**YOUR GOAL**
Even if the data beneath seems repetitive, write it all out again exactly.

Point localization data:
════

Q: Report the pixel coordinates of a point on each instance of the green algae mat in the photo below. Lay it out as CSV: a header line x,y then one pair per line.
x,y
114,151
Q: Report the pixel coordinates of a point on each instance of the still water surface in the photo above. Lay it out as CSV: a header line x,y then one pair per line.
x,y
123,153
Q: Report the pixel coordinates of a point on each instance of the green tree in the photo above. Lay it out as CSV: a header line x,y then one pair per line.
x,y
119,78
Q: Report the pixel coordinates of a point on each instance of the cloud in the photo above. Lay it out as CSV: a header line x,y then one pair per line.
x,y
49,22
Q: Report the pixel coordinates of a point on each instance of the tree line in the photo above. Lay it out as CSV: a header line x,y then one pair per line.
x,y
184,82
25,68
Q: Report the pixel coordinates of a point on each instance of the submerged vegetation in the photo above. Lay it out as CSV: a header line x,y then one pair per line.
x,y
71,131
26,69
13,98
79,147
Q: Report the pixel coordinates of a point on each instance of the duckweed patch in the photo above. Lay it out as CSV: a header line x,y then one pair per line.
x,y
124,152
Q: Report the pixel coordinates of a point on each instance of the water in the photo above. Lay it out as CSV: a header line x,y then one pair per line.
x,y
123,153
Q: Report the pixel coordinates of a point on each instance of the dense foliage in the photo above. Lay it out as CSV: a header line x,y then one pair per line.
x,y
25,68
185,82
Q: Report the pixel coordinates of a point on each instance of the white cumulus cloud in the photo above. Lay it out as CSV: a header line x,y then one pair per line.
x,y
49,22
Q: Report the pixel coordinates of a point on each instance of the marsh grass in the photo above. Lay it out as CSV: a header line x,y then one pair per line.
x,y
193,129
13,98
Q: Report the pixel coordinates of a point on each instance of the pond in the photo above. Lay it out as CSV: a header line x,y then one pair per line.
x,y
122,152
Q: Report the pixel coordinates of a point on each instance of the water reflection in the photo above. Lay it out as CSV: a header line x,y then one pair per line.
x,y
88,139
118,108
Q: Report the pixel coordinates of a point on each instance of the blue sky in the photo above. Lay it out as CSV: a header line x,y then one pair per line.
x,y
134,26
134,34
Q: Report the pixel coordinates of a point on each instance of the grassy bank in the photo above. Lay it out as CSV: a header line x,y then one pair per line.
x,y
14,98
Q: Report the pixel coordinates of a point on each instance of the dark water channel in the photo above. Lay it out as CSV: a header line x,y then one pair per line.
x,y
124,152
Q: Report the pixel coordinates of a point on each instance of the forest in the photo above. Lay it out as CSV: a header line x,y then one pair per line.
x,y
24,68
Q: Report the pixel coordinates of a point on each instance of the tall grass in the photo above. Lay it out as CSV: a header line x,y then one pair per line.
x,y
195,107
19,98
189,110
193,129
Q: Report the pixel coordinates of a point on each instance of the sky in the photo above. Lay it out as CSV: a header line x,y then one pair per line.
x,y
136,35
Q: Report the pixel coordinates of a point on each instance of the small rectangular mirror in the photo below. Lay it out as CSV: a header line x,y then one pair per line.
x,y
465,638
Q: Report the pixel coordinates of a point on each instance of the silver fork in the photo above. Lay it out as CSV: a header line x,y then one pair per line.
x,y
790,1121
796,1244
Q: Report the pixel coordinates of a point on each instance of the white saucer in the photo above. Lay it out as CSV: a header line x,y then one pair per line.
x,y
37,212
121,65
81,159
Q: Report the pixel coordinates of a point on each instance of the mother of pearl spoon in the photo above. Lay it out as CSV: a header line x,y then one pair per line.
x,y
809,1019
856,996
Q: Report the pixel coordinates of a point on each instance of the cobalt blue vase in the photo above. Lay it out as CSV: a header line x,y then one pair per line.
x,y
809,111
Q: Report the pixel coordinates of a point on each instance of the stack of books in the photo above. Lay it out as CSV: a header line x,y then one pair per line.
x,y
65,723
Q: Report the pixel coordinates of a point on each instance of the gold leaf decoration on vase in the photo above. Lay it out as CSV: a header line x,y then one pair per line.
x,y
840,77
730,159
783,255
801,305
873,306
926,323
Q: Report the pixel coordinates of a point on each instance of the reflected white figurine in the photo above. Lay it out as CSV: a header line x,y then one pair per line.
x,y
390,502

════

**TASK ANSWER**
Q: Report the pixel coordinates of a point on each instance of the green algae mat in the photo below. Lay it out as CSV: a header line x,y then one pair per line.
x,y
114,151
Q: Report the pixel coordinates of a point on each instance of the still water surface in the photo above. Lay it out as CSV: a header line x,y then one pair per line.
x,y
123,153
Q: Report the pixel coordinates of a point on each instance of the green tree in the photo above. Lay it out as CSV: a header line x,y then one pair per line.
x,y
119,78
Q: Report the pixel coordinates of a point on each instance of the cloud in the photo above. Lay it out as CSV: a header line x,y then one pair per line.
x,y
49,22
Q: Report the pixel coordinates of a point on each instance of the tree line in the photo above. Lay it out as CSV: a header line x,y then one pair per line.
x,y
184,82
25,68
Q: Report the pixel coordinates of a point on each instance of the submerged vegetation in the photo above. Lay it out as CSV: a header line x,y then one pair per line.
x,y
71,131
26,69
13,98
79,147
Q: Report the pixel coordinates of a point on each instance of the duckweed patch in the photo above. Lay it out as CSV: a header line x,y then one pair per line.
x,y
124,152
Q: Report the pixel coordinates of a point on each instance of the water in the photo above. Lay it out as CSV: a header line x,y then one pair per line.
x,y
123,153
Q: Report the pixel coordinates of a point on each instance of the dense foliage in the photo above. Lay it out as CSV: a header line x,y then one pair per line.
x,y
25,68
185,82
Q: Report the pixel coordinates of a point on each instance of the white cumulus cloud in the photo above. Lay it out as CSV: a header line x,y then one pair per line.
x,y
49,22
Q: Report the pixel coordinates of a point on each instance of the marsh grass in the photo above. Lay it out as CSV: a header line x,y then one pair per line.
x,y
193,129
13,98
Q: Report the pixel coordinates of a point on each instance of the pond in the photo above. Lay it out as CSV: a header line x,y then one pair per line.
x,y
122,152
Q: Report the pixel coordinates of a point on each instance of the water reflection in the photo above. Lay it out as CSV: a header line x,y then one pair per line.
x,y
88,139
118,108
Q: Report the pixel coordinates of a point on each instance of the blue sky in the photo above. Lay it out as CSV: a header line x,y then one pair per line.
x,y
134,26
134,34
Q: Report the pixel coordinates of a point on each instance of the grassy bank in the photo above. Lay it out as CSV: a header line x,y then one pair per line.
x,y
14,98
Q: Report the pixel coordinates of a point on each instance of the dark water channel in the photo above. Lay it out as CSV: a header line x,y then one pair per line.
x,y
124,152
Q: Report the pixel coordinates of a point on each instance of the forest in the photo above. Lay it out as CSV: a header line x,y then one pair per line.
x,y
24,68
Q: Report the pixel coordinates of a point on each instance of the tall grass in the photo above. Lay it out as CSV: a header line x,y then one pair per line.
x,y
195,107
19,98
189,110
193,129
Q: Report the pixel coordinates of a point on each instance of the sky in the photo above. Lay it out as CSV: a header line x,y then one pair per line.
x,y
136,35
Q: Report the pixel coordinates of a point on each instance of the small rectangular mirror in the photo below. Lay it out as CSV: a header line x,y then one pair per line.
x,y
465,638
Q: Report the pixel coordinates of a point on each instance of the silver fork in the photo above. Lay it out as CSV: a header line x,y then one pair per line.
x,y
790,1121
796,1244
Q: Report the pixel coordinates of a point on each instance of the white saucer in the photo above. Lay it out as CSV: a header line x,y then one pair per line.
x,y
37,212
121,65
81,159
Q: Report the pixel coordinates of a point on each instance of the mother of pearl spoon in the photo above. Lay it out as CSV: a header line x,y then one pair per line.
x,y
809,1019
856,996
Q: Report the pixel coordinates of a point on each instance of the cobalt blue vase in the photo above. Lay it out as CSV: a header line x,y then one pair per line.
x,y
809,111
Q: Report the pixel coordinates of a point on each instance of the stack of books in the photo above. Lay it out as CSV: a header line x,y then one pair per line.
x,y
65,723
Q: Report the pixel coordinates of a point on each instance of the gold leaf decoration on vase in the photo above. Lay it out as CSV: a header line x,y then one pair per line.
x,y
840,77
730,159
783,255
801,305
873,306
926,323
Q: Report the pixel coordinates of a point on each instance of the reflected white figurine in the photo above. Lay it out as CSV: a header line x,y then one pair per line.
x,y
390,502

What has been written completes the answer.